▶ **EXERCISE AIM**
Repeat the records below exactly, leaving out any pictures.
##### AVAILABLE DATA
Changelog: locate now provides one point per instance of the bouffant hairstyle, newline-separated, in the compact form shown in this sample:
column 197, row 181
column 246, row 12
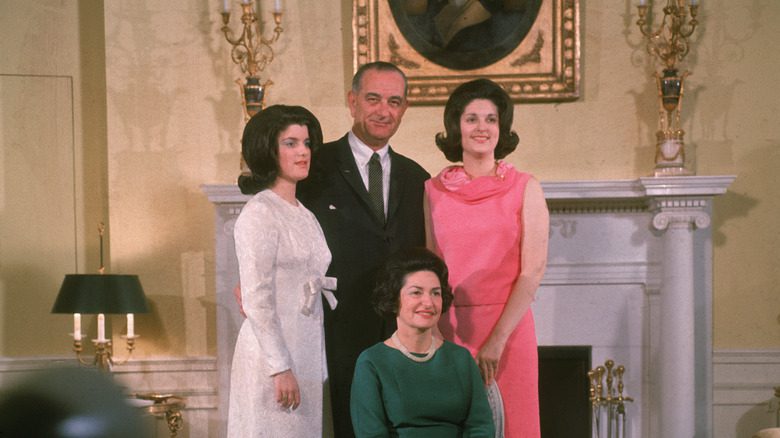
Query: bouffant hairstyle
column 260, row 142
column 450, row 142
column 392, row 277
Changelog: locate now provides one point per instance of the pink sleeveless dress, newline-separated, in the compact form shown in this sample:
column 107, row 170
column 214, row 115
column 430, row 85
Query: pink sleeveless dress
column 476, row 226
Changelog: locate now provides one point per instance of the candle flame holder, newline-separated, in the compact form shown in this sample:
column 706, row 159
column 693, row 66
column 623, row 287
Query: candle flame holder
column 252, row 52
column 670, row 44
column 101, row 294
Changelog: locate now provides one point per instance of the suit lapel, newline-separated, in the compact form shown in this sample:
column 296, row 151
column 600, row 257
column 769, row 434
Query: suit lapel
column 349, row 171
column 396, row 185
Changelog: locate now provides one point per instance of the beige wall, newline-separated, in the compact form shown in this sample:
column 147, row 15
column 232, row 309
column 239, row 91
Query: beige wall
column 52, row 164
column 173, row 122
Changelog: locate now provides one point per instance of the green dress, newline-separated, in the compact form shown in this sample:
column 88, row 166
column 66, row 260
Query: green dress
column 393, row 396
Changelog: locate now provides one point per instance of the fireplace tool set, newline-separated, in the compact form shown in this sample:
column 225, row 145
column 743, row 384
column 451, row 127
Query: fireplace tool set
column 608, row 403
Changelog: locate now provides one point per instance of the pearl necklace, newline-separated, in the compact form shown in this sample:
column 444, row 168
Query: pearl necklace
column 428, row 354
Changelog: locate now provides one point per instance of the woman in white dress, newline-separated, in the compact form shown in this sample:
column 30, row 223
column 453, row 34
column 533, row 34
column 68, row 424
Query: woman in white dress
column 279, row 368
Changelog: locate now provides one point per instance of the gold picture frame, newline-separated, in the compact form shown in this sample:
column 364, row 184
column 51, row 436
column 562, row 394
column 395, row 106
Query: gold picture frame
column 543, row 67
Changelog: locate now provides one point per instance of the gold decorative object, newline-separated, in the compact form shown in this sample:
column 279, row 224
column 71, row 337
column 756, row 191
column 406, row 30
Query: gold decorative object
column 608, row 400
column 166, row 406
column 252, row 52
column 101, row 294
column 669, row 42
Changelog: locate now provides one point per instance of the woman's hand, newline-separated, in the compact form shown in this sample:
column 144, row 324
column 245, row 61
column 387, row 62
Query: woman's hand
column 487, row 359
column 286, row 390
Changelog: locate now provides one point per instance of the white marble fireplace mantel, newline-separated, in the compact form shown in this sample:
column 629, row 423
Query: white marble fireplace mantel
column 629, row 274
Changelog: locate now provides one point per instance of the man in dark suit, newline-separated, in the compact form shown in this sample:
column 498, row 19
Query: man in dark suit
column 362, row 230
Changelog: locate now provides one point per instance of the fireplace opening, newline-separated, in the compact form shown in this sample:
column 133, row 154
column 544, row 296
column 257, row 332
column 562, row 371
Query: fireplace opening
column 564, row 400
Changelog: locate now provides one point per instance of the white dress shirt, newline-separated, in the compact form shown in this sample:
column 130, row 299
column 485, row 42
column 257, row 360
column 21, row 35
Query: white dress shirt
column 362, row 154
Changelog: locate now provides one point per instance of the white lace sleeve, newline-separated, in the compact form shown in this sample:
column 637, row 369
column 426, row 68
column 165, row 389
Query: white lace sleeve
column 257, row 241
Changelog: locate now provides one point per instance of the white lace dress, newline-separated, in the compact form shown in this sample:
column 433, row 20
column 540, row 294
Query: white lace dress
column 282, row 258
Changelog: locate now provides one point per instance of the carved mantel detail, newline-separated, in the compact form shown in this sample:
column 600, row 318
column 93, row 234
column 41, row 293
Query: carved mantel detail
column 673, row 212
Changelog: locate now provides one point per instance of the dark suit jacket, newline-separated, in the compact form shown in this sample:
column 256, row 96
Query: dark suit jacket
column 360, row 244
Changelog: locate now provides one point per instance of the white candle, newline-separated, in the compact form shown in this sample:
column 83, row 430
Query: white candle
column 130, row 325
column 101, row 327
column 76, row 326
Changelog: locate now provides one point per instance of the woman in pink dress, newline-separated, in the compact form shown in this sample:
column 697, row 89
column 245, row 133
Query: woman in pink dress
column 490, row 223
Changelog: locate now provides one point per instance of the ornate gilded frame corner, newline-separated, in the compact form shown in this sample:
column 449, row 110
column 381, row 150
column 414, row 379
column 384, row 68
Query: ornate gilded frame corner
column 543, row 67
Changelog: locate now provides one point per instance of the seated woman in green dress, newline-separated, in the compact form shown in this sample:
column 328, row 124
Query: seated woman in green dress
column 415, row 384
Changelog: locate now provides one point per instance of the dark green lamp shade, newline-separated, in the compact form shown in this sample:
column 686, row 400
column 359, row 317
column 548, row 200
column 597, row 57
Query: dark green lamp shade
column 100, row 293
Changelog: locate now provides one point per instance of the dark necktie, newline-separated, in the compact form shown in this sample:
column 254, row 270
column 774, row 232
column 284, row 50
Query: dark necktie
column 375, row 191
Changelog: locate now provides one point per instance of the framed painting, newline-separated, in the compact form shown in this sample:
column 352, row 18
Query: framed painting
column 530, row 47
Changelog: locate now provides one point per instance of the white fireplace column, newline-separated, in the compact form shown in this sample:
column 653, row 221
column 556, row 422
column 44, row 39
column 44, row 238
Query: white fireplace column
column 676, row 373
column 680, row 206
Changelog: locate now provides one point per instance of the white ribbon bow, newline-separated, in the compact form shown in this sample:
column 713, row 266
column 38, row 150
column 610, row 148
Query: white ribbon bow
column 311, row 288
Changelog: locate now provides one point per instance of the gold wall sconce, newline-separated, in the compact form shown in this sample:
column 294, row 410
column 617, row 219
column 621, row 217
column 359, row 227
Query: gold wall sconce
column 669, row 43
##########
▶ **EXERCISE ANSWER**
Changelog: locate now provides one point per instance of the bouffant hairstyle, newline-separated, in the compact form shown in this sample:
column 197, row 181
column 246, row 12
Query: bouffant hairstyle
column 260, row 142
column 450, row 142
column 392, row 277
Changelog: locate now provides one point per instance of the pink sleeveless dress, newline-separated, in the compact form shown in this sample:
column 107, row 170
column 214, row 115
column 430, row 85
Query: pink sleeveless dress
column 476, row 226
Changelog: locate now provides one point per instance of the candle flame holder, newline-separated, in the compact form shown in this sample:
column 706, row 159
column 693, row 66
column 623, row 287
Query: candle flame holder
column 252, row 52
column 670, row 44
column 101, row 294
Changelog: locate now provides one point per instance of the suit lapel, newline-separated, in the compact form shown in this sample:
column 296, row 151
column 600, row 257
column 769, row 434
Query: suit lapel
column 349, row 171
column 396, row 185
Changelog: locate now provides one point per instance of the beige wall, newline-separated, in the compact form shown in this sample:
column 147, row 15
column 232, row 309
column 239, row 91
Query: beige wall
column 52, row 164
column 173, row 122
Changelog: locate now provides one point per instance of the green dress, newline-separated, in the compact form shown in this sample:
column 88, row 166
column 66, row 260
Query: green dress
column 393, row 396
Changelog: locate now provides one point per instance of the fireplace tool set, newline-separated, in the compact form shown in this sample:
column 225, row 145
column 743, row 384
column 451, row 127
Query: fireplace tool set
column 608, row 403
Changelog: locate now provides one point per instance of the pearl necklace, newline-separated, in the compact form shown in this sample:
column 444, row 168
Query: pearl necklace
column 428, row 354
Changelog: locate now provides one point per instance of the woman in white dress, newline-separated, in the compact form shown in this sample:
column 30, row 223
column 453, row 34
column 533, row 34
column 68, row 424
Query: woman in white dress
column 279, row 368
Changelog: locate now provides one point per instance of the gold picture frame, newline-separated, in the compact form shown in this sample:
column 364, row 184
column 51, row 436
column 562, row 394
column 395, row 106
Query: gold picture frame
column 543, row 67
Changelog: locate now provides one point per instance of the gold decorative object, newline-separated, in the compact form shown in this sample:
column 279, row 224
column 71, row 337
column 756, row 191
column 406, row 30
Query: gold decorative object
column 608, row 400
column 166, row 406
column 252, row 52
column 101, row 294
column 669, row 42
Changelog: locate now provides one point per instance of the woman's hand, newline-separated, in the compact form shown in this sample:
column 144, row 324
column 245, row 61
column 387, row 62
Query: woman's hand
column 487, row 359
column 286, row 390
Changelog: locate now provides one point per instance of the white marble fireplace mantel, newline-separated, in the compact form shown in this sample:
column 629, row 423
Query: white marble fireplace mantel
column 629, row 274
Changelog: locate now provides one point per instance of the man in dark suit, newline-separated, in the compact form shown in this sample:
column 498, row 19
Query: man in dark suit
column 362, row 230
Changelog: locate now provides one point per instance of the fireplace opening, newline-separated, in the compact form shown in this sample:
column 133, row 154
column 544, row 296
column 257, row 332
column 562, row 371
Query: fireplace opening
column 564, row 400
Changelog: locate now provides one point per instance of the white dress shirt, newline-separated, in the compact form shown in this sample:
column 130, row 299
column 485, row 42
column 257, row 360
column 21, row 35
Query: white dress shirt
column 362, row 154
Changelog: locate now provides one point per instance of the white lace sleeve, newline-separated, in the compact form shown in this sample:
column 637, row 369
column 426, row 68
column 165, row 389
Query: white lace sleeve
column 257, row 241
Changelog: locate now provides one point per instance of the white lace dress, newline-separated, in the compact form shown in this sample:
column 433, row 20
column 540, row 294
Query: white lace dress
column 282, row 258
Changelog: locate now provides one point per instance of the carved mantel detail, newline-separated, in the compact form shown in this sample:
column 600, row 318
column 93, row 234
column 41, row 293
Query: carved mantel detail
column 673, row 212
Changelog: locate now provides one point per instance of the dark suit jacket, newline-separated, in the compact form shown in this sample:
column 256, row 96
Query: dark suit jacket
column 360, row 244
Changelog: locate now provides one point per instance of the white candle, newline-separated, in the compact form shown in this sample:
column 83, row 430
Query: white candle
column 130, row 325
column 101, row 327
column 76, row 326
Changelog: locate now provides one point per instance of the woman in pink dress, newline-separated, in the compact form shown in this sample:
column 697, row 89
column 245, row 133
Query: woman in pink dress
column 490, row 223
Changelog: locate now provides one point per instance of the ornate gilded frame corner, newline-separated, in the compact form shown in this sample:
column 449, row 110
column 381, row 150
column 414, row 379
column 384, row 68
Query: ornate gilded frame corner
column 543, row 67
Changelog: locate now provides one point per instance of the seated woman in green dress, newline-separated, in the compact form shown in this sample:
column 328, row 124
Query: seated woman in green dress
column 415, row 384
Changelog: locate now provides one point per instance of the dark green lamp shade, newline-separated, in the compact form shown in this sample:
column 686, row 400
column 359, row 317
column 548, row 200
column 597, row 57
Query: dark green lamp shade
column 100, row 293
Changelog: locate now provides one point per instance of the dark necktie, newline-separated, in the compact form shown in this sample:
column 254, row 270
column 774, row 232
column 284, row 50
Query: dark necktie
column 375, row 191
Changelog: locate now provides one point per instance of the framed painting, newline-separated, in the compact form shown in this sample:
column 352, row 18
Query: framed painting
column 530, row 47
Changelog: locate now provides one point per instance of the white fireplace column, newline-separated, in the compact form shown in this sample:
column 653, row 221
column 556, row 422
column 44, row 39
column 44, row 238
Query: white fireplace column
column 676, row 373
column 680, row 206
Changelog: locate now provides one point per instance of the white ribbon bow, newline-separated, in the compact form shown in this sample:
column 713, row 266
column 38, row 150
column 610, row 148
Query: white ribbon bow
column 311, row 288
Changelog: locate now provides one point per instance of the gold wall sconce, newline-separated, in the compact form shown in this sample:
column 294, row 410
column 617, row 219
column 621, row 217
column 359, row 227
Query: gold wall sconce
column 669, row 43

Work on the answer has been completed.